-------- Records provided
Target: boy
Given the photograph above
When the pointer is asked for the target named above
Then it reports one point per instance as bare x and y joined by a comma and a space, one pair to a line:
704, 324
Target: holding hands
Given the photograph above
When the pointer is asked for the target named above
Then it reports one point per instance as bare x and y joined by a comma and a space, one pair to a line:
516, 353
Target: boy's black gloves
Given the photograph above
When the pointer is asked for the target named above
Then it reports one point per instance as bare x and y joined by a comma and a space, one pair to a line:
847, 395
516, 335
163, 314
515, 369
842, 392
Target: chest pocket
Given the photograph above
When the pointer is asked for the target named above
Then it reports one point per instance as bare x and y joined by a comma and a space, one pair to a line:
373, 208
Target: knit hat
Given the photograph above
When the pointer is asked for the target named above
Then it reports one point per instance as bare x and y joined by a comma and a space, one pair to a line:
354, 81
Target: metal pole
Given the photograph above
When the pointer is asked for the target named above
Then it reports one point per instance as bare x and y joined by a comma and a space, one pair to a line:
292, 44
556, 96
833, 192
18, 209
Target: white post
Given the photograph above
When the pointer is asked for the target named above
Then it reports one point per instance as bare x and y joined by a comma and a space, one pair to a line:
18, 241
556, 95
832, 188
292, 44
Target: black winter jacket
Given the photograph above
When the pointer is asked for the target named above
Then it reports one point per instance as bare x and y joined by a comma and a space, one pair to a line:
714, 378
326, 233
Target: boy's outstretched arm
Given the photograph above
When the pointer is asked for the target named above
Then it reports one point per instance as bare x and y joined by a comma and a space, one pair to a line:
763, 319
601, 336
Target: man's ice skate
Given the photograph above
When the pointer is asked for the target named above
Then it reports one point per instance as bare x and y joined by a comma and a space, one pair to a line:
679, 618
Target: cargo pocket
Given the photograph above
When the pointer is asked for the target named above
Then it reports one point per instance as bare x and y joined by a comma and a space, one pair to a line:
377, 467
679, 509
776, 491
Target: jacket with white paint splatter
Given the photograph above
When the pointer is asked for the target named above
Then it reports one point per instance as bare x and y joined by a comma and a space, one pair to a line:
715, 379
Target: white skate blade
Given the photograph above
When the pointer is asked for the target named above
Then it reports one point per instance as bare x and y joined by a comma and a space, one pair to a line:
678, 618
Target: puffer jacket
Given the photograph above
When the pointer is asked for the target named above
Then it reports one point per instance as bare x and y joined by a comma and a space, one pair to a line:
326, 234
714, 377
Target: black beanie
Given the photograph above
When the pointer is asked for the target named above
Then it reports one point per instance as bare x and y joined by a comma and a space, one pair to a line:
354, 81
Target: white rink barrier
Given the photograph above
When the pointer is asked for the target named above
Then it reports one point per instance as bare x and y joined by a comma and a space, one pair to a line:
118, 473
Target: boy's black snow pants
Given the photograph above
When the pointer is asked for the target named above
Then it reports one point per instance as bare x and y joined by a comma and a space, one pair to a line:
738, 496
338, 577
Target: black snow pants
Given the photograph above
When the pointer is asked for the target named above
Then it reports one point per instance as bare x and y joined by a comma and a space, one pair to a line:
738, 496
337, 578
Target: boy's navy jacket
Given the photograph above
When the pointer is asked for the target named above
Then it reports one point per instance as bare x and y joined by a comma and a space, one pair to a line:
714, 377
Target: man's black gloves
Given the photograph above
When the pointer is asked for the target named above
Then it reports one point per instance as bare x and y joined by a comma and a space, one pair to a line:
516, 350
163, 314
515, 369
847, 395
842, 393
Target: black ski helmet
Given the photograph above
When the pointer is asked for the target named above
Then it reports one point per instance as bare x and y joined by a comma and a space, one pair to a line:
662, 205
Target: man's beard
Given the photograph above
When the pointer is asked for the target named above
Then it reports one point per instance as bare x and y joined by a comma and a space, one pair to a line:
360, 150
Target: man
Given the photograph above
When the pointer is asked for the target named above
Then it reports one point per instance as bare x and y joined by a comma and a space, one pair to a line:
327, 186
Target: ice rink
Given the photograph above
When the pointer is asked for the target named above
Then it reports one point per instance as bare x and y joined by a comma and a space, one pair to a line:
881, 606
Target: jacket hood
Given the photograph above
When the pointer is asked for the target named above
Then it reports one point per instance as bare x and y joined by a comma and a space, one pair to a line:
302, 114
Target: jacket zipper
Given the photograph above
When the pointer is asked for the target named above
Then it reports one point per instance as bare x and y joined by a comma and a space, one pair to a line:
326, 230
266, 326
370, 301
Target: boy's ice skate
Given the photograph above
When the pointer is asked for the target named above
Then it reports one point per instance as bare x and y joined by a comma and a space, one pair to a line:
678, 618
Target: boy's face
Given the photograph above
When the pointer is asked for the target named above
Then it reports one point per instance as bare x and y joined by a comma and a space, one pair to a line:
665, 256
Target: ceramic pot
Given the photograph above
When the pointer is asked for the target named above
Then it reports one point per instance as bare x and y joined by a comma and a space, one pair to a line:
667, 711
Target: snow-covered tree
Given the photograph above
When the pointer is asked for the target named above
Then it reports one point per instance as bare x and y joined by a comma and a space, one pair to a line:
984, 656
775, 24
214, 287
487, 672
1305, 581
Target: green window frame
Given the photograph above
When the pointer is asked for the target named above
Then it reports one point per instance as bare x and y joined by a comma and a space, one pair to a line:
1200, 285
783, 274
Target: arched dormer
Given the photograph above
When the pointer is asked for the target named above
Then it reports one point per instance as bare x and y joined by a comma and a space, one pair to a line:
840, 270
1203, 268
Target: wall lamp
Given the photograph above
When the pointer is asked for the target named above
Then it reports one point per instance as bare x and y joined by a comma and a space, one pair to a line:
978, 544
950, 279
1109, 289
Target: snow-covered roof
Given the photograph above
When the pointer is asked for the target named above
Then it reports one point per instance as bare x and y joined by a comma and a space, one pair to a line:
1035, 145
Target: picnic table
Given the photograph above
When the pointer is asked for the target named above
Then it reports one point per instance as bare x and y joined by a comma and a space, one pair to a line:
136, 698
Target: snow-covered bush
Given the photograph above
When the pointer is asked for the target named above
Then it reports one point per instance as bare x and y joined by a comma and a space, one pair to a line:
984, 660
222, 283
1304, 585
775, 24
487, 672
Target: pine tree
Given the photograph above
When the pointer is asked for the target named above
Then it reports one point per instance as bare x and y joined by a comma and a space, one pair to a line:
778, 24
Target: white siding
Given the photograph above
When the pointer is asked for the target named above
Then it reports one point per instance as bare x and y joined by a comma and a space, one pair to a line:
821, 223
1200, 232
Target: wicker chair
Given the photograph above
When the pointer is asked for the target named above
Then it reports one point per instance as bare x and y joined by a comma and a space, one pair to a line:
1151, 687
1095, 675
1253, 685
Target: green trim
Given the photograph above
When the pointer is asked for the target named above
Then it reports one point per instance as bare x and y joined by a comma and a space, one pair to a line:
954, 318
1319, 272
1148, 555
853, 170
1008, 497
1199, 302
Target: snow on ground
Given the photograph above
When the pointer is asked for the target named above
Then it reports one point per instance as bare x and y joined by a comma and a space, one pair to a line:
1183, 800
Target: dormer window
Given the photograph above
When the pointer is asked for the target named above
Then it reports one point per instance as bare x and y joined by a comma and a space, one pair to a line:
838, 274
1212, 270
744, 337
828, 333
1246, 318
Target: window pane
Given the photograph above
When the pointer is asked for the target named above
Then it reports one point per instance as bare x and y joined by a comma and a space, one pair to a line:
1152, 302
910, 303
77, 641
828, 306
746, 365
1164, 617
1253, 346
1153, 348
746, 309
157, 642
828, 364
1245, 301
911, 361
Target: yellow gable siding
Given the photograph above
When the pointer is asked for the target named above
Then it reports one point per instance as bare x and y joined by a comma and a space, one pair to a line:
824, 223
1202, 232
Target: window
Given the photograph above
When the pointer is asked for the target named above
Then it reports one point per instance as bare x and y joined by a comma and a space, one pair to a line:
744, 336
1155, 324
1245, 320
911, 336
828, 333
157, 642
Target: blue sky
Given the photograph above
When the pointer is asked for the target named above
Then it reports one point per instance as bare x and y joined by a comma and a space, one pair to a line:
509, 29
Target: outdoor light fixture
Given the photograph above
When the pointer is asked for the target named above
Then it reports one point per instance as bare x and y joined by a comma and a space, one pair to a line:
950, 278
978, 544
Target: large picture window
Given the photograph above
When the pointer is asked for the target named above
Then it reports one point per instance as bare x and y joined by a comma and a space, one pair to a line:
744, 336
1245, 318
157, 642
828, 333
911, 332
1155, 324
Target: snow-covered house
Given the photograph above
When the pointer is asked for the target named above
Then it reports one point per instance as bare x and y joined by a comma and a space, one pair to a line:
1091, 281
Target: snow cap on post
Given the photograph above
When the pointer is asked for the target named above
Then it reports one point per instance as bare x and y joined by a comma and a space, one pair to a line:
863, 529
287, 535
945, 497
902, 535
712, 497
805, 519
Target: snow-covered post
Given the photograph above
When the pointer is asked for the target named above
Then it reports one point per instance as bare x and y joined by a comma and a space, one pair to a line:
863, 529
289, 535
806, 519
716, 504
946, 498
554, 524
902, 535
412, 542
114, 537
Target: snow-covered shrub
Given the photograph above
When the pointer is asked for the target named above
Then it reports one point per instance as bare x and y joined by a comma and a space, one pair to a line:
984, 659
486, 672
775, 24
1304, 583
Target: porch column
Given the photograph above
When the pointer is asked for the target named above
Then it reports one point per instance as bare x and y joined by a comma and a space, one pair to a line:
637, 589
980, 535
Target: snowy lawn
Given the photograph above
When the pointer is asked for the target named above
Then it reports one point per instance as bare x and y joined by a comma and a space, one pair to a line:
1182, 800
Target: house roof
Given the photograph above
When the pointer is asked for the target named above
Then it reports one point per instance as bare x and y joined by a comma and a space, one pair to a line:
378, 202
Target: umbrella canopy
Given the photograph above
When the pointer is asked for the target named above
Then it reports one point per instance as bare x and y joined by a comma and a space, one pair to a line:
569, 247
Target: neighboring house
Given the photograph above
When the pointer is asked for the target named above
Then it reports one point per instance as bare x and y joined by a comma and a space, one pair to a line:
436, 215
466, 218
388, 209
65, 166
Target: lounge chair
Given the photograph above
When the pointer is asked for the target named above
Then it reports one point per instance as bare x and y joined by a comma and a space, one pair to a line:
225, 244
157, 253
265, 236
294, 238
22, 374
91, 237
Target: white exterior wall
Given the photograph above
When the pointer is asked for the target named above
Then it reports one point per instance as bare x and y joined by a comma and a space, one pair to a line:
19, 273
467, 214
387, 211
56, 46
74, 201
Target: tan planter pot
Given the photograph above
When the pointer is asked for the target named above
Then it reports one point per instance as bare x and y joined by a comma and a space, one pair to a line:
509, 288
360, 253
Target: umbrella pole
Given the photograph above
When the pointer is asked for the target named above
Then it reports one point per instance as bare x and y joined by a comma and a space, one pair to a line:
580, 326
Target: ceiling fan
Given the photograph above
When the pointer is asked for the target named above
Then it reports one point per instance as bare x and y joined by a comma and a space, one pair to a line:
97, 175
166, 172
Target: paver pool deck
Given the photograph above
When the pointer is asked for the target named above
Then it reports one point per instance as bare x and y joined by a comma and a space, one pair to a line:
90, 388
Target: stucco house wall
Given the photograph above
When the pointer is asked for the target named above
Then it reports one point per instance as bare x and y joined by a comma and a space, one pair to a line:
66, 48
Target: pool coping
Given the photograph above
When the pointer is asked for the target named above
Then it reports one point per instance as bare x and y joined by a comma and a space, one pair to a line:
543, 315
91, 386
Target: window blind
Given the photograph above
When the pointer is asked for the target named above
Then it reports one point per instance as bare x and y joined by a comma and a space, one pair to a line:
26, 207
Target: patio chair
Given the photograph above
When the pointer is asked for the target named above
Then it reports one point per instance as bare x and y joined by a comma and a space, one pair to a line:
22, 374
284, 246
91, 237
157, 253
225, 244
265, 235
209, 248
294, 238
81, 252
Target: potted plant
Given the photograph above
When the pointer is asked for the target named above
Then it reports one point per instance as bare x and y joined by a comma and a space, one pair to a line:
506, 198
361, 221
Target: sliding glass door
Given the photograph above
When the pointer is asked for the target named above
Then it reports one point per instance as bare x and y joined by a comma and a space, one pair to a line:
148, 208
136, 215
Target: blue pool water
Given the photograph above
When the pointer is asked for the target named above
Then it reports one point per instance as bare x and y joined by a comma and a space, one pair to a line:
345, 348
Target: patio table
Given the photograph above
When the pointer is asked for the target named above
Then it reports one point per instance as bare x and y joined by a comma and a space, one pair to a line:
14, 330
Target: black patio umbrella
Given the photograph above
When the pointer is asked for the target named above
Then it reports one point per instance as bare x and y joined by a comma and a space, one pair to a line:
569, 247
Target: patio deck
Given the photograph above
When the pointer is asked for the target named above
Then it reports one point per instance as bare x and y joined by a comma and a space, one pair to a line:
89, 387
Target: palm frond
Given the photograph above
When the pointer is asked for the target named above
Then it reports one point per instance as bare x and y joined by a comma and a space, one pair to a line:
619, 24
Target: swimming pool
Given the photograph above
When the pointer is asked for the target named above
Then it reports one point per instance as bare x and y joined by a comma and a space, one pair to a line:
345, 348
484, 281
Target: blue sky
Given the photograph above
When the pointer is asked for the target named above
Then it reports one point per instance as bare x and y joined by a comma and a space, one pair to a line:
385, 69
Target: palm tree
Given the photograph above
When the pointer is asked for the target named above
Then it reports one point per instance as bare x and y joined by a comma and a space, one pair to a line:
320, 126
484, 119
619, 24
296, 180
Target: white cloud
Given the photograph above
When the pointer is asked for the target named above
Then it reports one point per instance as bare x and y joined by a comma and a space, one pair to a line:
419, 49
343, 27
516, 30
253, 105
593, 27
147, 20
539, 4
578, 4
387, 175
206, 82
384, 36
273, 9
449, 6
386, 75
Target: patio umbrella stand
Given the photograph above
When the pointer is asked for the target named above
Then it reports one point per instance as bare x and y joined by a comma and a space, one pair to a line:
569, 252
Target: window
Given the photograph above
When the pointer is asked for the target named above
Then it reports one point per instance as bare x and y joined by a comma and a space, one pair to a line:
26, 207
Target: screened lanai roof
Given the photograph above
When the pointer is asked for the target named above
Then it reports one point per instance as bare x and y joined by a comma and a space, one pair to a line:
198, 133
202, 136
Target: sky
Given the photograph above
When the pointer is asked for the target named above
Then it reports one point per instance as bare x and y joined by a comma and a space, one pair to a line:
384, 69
----------------
▶ [What you need to do]
In the records above, find the lines holding "roof". Copy each one.

▶ [Output for this exercise]
Target: snow-covered roof
Target: house roof
Target: screened lanai roof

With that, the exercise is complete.